[Exercise input]
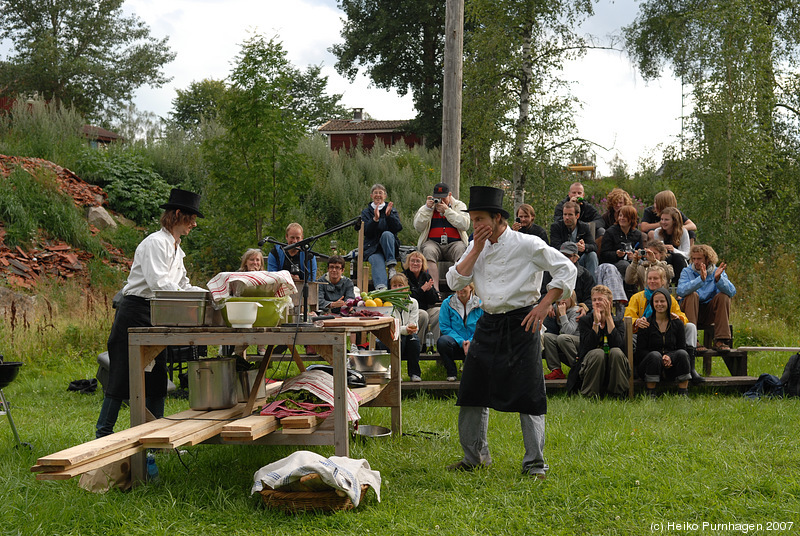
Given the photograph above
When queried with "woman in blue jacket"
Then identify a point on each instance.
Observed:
(457, 319)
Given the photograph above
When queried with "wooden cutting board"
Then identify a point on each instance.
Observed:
(357, 321)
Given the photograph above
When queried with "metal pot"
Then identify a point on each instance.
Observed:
(212, 383)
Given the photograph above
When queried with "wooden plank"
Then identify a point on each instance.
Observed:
(768, 349)
(90, 465)
(111, 443)
(175, 434)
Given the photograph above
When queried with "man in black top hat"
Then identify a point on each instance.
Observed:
(503, 368)
(442, 225)
(157, 265)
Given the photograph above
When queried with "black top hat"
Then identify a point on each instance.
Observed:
(185, 201)
(441, 190)
(486, 198)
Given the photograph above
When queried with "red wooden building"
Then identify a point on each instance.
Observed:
(349, 133)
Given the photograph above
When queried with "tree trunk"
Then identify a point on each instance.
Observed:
(451, 98)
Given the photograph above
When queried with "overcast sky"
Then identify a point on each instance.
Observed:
(620, 112)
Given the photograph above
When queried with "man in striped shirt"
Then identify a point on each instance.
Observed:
(443, 225)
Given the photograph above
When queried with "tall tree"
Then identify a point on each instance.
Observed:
(401, 46)
(517, 109)
(83, 53)
(736, 56)
(256, 170)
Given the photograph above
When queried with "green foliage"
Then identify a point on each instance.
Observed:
(401, 46)
(39, 129)
(201, 101)
(133, 188)
(30, 203)
(85, 54)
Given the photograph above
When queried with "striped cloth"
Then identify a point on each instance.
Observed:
(277, 283)
(319, 383)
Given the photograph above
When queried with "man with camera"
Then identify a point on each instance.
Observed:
(293, 260)
(572, 229)
(588, 213)
(442, 224)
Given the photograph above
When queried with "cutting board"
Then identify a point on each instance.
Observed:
(357, 321)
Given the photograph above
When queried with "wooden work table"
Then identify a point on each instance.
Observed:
(331, 341)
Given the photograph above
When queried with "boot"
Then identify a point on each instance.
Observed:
(696, 378)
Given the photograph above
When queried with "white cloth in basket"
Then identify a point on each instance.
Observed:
(339, 472)
(277, 283)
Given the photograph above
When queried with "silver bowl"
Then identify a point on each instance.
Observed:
(370, 360)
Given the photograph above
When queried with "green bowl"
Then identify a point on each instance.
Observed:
(273, 311)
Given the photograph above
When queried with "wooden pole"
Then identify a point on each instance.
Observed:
(451, 99)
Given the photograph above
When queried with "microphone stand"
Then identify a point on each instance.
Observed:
(305, 245)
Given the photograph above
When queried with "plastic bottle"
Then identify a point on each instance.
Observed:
(429, 342)
(152, 468)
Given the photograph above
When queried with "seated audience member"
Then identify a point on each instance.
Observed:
(655, 253)
(422, 290)
(571, 229)
(410, 346)
(602, 370)
(562, 346)
(442, 224)
(640, 308)
(621, 241)
(651, 219)
(381, 246)
(676, 239)
(707, 292)
(661, 346)
(294, 261)
(524, 223)
(616, 199)
(334, 289)
(457, 320)
(588, 214)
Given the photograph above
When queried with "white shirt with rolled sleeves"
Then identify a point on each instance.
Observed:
(508, 274)
(157, 265)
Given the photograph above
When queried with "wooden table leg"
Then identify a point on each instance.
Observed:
(251, 400)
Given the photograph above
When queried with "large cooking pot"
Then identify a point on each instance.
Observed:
(212, 383)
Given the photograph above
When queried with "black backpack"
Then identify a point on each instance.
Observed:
(791, 376)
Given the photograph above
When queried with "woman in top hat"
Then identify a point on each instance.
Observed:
(157, 265)
(503, 367)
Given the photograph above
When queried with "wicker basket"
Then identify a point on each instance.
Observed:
(301, 501)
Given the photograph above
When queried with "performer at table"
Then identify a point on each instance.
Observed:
(503, 367)
(157, 265)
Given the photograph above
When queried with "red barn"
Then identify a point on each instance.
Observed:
(349, 133)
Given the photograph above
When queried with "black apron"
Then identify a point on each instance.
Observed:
(503, 368)
(133, 312)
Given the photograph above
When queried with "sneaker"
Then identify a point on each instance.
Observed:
(556, 374)
(466, 467)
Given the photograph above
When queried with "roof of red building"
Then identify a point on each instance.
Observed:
(369, 125)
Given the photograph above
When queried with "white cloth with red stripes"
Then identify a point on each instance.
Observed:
(320, 383)
(274, 283)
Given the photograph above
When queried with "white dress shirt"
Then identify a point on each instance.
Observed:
(508, 274)
(157, 265)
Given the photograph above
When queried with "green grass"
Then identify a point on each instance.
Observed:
(615, 468)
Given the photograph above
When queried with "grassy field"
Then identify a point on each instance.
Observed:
(616, 468)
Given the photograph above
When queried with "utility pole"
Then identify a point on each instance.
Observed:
(451, 99)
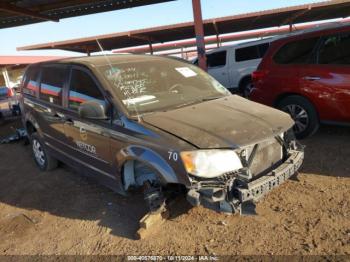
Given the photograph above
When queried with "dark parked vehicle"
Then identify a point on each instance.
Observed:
(11, 97)
(159, 124)
(5, 92)
(307, 74)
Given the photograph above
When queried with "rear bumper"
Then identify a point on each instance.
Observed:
(230, 197)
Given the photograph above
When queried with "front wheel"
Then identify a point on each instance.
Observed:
(44, 161)
(303, 113)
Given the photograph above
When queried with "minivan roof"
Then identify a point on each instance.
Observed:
(100, 60)
(316, 28)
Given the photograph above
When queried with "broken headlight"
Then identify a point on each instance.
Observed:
(210, 163)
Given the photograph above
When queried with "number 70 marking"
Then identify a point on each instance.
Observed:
(173, 155)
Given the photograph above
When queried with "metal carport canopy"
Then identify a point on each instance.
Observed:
(237, 23)
(16, 13)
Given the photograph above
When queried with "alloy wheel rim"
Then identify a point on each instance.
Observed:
(299, 115)
(38, 152)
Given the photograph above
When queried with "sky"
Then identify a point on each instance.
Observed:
(125, 20)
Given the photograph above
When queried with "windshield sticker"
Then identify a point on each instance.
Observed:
(138, 99)
(186, 71)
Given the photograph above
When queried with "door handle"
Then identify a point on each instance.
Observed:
(59, 115)
(69, 121)
(312, 78)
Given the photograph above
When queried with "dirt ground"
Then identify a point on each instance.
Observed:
(61, 212)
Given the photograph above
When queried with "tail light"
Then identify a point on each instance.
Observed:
(259, 75)
(10, 92)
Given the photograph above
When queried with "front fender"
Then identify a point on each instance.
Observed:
(168, 173)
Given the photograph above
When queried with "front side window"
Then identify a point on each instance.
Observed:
(51, 85)
(216, 59)
(251, 52)
(159, 84)
(82, 89)
(296, 52)
(31, 84)
(335, 50)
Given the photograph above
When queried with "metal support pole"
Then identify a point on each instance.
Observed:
(199, 31)
(6, 77)
(151, 48)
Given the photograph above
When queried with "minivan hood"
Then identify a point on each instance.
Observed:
(228, 122)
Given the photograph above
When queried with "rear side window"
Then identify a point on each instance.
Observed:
(296, 52)
(335, 50)
(83, 88)
(251, 52)
(51, 85)
(216, 59)
(31, 84)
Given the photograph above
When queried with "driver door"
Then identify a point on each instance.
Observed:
(89, 140)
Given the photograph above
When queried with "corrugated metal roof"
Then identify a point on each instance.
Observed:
(25, 60)
(12, 13)
(229, 24)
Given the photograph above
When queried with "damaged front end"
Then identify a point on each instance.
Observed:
(265, 165)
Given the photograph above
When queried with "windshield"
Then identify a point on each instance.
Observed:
(151, 85)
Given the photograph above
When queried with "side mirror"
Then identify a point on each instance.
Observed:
(92, 110)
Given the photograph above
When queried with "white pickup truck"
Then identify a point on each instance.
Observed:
(232, 65)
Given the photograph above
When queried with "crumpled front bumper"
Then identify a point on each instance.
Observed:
(234, 194)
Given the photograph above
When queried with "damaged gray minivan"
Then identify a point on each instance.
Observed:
(137, 121)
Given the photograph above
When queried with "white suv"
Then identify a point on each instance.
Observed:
(232, 65)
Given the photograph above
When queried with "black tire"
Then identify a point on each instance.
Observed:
(41, 157)
(246, 86)
(303, 113)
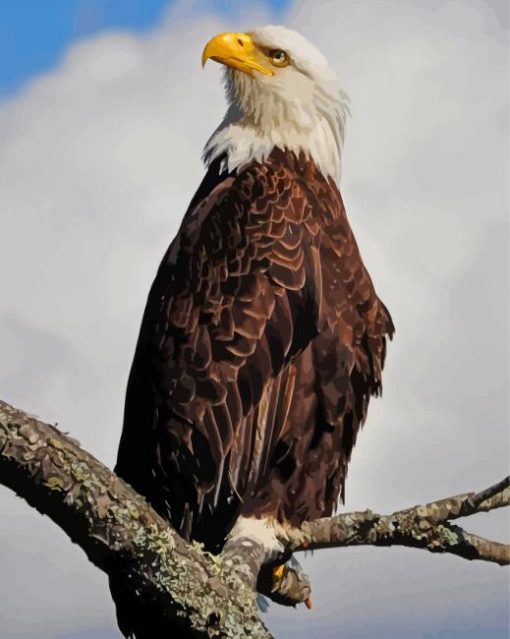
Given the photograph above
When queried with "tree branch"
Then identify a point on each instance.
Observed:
(208, 596)
(425, 527)
(120, 532)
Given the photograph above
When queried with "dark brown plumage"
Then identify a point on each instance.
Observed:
(261, 344)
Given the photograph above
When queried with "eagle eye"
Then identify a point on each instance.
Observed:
(279, 57)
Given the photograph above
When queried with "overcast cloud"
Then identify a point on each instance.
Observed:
(98, 161)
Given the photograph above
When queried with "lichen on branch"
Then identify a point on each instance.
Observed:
(207, 596)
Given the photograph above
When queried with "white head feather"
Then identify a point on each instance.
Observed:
(300, 108)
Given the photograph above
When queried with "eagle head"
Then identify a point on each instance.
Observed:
(280, 92)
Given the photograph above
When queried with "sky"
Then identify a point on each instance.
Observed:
(102, 122)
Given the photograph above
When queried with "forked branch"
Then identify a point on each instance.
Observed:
(208, 596)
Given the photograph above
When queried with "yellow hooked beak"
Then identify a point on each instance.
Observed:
(236, 50)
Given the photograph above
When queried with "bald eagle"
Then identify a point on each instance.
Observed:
(263, 337)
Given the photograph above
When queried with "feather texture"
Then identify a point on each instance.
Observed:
(261, 344)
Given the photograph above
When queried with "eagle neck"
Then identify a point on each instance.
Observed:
(240, 141)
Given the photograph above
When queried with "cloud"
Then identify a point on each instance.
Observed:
(98, 161)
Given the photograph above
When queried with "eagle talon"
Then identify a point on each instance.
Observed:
(278, 572)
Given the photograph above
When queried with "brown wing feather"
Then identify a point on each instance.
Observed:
(262, 327)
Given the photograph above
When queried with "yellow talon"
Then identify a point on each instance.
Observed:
[/Exercise input]
# Work order
Looking at the records above, work out how many lines include the string "damaged". Give the number and nothing else.

# Response area
2